(Position identification records)

◆ ◆ ◆ ◆ ◆

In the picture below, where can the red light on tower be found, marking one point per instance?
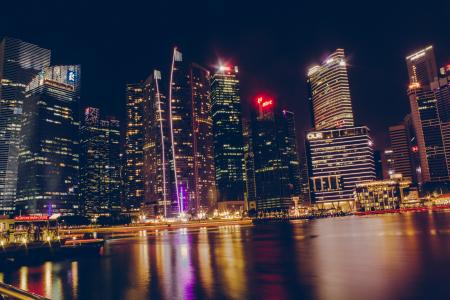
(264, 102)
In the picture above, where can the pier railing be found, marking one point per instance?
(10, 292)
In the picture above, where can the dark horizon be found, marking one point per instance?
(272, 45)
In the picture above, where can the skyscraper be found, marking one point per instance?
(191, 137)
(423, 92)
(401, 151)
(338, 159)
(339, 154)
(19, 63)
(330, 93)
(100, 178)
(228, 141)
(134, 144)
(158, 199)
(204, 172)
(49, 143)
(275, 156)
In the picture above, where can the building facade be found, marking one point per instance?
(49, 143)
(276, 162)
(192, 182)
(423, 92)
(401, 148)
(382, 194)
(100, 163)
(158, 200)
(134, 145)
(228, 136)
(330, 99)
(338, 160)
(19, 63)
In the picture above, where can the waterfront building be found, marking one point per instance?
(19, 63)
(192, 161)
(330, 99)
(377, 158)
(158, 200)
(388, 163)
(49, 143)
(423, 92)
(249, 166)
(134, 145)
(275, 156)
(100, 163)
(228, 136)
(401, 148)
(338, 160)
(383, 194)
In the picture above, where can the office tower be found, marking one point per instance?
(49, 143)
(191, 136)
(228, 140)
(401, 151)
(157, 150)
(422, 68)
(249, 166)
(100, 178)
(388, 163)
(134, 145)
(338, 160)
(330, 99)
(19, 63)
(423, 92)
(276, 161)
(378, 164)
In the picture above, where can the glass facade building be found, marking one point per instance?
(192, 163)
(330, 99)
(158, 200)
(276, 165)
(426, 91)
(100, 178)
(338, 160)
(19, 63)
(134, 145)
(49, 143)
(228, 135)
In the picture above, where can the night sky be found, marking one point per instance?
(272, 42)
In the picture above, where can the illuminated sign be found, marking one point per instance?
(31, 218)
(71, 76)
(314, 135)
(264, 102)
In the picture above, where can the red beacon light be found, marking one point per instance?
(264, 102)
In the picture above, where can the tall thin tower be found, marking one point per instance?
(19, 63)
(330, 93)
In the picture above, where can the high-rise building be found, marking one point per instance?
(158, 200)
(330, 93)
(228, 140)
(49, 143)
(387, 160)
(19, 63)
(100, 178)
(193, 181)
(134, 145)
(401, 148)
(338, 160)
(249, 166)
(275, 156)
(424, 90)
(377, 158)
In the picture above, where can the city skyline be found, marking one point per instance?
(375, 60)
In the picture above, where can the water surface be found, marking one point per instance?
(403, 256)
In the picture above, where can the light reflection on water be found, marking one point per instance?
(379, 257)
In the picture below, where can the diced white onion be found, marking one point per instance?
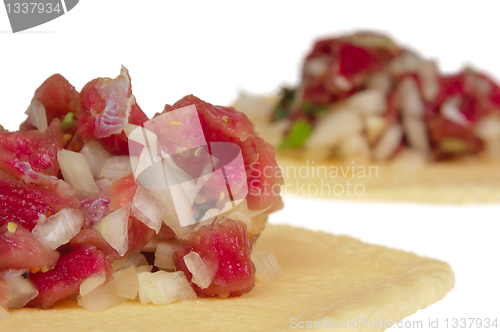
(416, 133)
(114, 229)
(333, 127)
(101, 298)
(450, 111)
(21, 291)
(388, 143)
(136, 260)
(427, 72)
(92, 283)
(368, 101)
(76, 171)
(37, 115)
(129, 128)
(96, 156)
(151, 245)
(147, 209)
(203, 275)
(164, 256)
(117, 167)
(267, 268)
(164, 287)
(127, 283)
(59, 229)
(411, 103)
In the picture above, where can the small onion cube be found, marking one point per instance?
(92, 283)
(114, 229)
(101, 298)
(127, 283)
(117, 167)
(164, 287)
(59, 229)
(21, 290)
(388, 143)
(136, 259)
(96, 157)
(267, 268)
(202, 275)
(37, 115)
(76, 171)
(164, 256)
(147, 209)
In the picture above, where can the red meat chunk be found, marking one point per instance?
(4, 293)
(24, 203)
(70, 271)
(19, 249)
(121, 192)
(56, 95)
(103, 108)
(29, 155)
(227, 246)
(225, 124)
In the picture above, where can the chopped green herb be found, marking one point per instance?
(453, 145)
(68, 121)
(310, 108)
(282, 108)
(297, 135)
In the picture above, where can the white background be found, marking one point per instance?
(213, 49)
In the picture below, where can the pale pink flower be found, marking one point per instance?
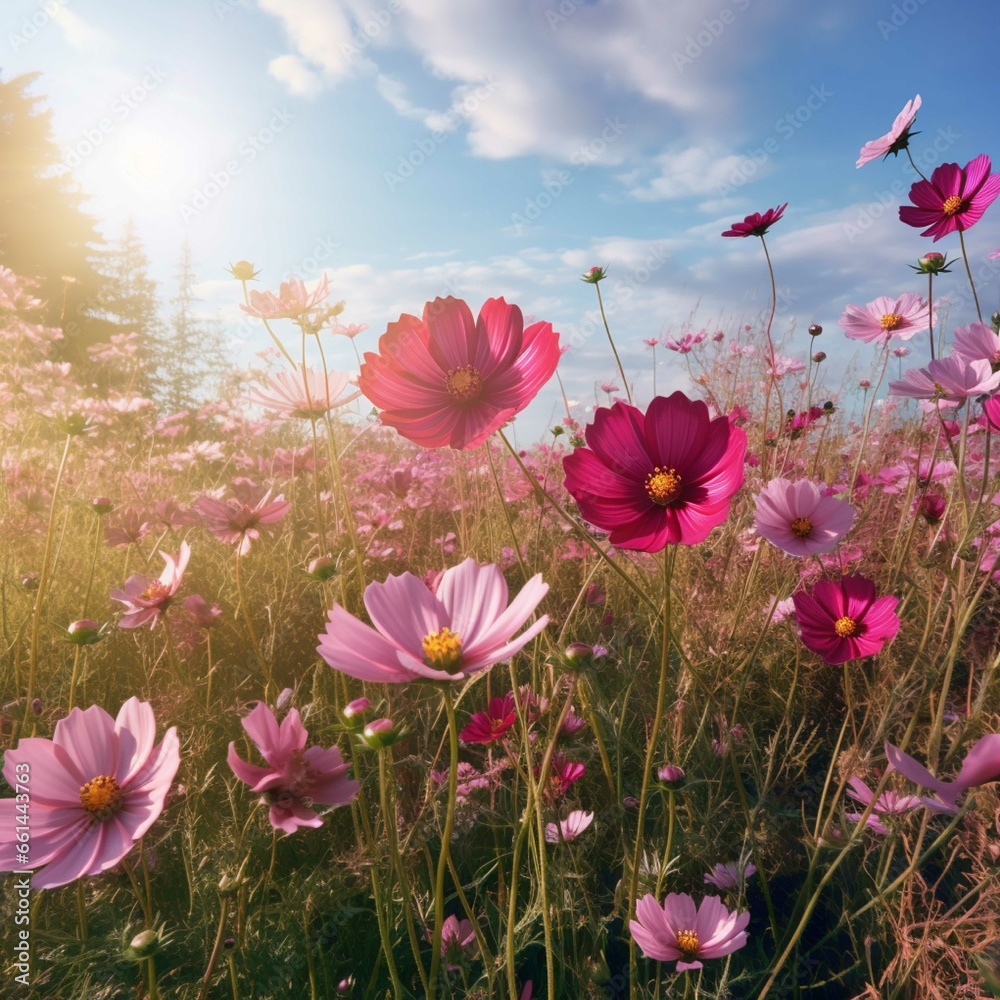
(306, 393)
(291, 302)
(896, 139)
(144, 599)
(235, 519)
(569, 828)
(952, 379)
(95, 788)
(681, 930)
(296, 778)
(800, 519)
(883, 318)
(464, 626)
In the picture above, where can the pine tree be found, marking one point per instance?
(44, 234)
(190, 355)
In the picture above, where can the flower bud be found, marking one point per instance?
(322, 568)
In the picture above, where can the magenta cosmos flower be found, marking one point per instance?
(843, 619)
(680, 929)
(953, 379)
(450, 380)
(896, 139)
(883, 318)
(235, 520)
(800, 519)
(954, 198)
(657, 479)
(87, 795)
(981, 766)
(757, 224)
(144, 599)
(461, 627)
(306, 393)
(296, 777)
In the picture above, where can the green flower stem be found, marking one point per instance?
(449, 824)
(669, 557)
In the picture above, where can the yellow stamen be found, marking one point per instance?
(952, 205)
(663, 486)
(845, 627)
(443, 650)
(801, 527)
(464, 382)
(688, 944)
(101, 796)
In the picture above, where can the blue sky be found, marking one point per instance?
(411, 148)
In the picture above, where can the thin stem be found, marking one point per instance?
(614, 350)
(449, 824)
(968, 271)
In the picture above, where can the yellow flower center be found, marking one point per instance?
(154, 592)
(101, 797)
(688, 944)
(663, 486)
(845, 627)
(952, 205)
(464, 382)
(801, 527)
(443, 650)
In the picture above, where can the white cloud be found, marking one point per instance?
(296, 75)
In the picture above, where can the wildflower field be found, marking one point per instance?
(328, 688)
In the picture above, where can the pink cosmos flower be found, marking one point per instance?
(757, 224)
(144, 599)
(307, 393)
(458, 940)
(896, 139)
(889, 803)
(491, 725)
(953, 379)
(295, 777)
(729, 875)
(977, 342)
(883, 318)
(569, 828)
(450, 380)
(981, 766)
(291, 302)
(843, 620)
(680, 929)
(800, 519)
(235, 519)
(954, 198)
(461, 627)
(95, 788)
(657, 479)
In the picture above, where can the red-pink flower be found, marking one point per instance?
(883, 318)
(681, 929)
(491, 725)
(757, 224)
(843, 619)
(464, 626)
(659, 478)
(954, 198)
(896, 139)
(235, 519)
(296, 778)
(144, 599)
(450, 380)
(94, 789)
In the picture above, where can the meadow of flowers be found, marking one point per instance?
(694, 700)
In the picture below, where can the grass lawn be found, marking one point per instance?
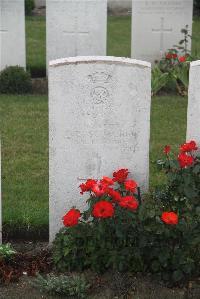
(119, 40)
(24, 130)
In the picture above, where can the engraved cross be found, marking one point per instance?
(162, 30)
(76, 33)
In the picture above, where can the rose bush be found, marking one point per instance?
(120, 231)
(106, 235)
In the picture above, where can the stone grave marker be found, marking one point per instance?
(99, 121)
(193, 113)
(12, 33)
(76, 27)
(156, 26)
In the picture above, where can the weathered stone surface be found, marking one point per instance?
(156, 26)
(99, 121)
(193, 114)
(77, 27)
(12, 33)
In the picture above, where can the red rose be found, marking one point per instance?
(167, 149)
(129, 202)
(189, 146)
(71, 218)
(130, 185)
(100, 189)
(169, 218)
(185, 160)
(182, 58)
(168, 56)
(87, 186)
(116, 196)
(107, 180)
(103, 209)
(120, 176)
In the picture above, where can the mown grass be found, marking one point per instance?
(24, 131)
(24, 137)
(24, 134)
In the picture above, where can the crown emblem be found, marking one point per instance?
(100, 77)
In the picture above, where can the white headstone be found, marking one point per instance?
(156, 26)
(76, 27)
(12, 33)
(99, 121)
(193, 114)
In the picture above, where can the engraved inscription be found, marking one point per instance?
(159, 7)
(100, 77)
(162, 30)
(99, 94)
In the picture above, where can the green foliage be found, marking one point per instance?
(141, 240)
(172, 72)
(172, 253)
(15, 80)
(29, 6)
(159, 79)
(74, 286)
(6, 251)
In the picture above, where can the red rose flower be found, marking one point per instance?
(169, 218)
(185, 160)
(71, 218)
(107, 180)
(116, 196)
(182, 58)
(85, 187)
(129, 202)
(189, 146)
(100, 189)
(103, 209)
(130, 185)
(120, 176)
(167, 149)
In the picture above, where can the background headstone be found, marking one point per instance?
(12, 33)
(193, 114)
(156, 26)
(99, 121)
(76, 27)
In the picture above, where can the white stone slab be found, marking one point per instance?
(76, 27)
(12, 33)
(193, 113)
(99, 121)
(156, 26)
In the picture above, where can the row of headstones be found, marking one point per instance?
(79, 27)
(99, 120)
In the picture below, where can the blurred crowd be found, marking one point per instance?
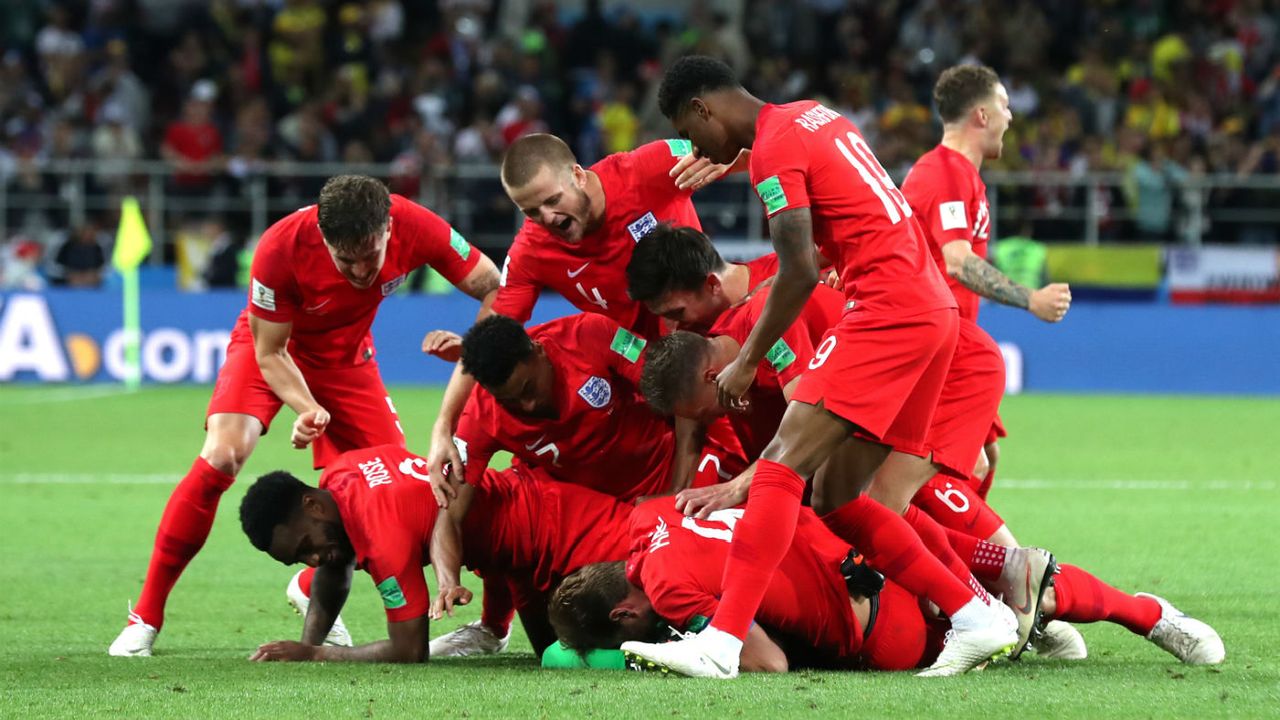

◆ ◆ ◆ ◆ ◆

Repeat exactly the lines from the one containing "In the picture above, where can the green foliage" to the last line of the records above, including both, and leave out any pictures.

(FINISHED EXERCISE)
In the picture above, where can the green foliage be found, marking one point per instance?
(141, 240)
(172, 72)
(172, 253)
(15, 80)
(29, 6)
(159, 79)
(74, 286)
(6, 251)
In the picture above, where can the red rose flower be found, marking one point per instance?
(169, 218)
(185, 160)
(71, 218)
(107, 180)
(116, 196)
(182, 58)
(85, 187)
(129, 202)
(189, 146)
(100, 189)
(103, 209)
(130, 185)
(120, 176)
(167, 149)
In the picture above, where can the background headstone be found, marking one point per instance?
(12, 33)
(193, 114)
(156, 26)
(99, 121)
(76, 27)
In the picture above, where can the white stone slab be found, marking one point per instance?
(76, 27)
(12, 33)
(193, 113)
(99, 121)
(156, 26)
In the picture above, where can the row of headstones be found, marking one point per instance?
(79, 27)
(99, 120)
In the picture below, where can the blurred crowd be found, marking one point per instance?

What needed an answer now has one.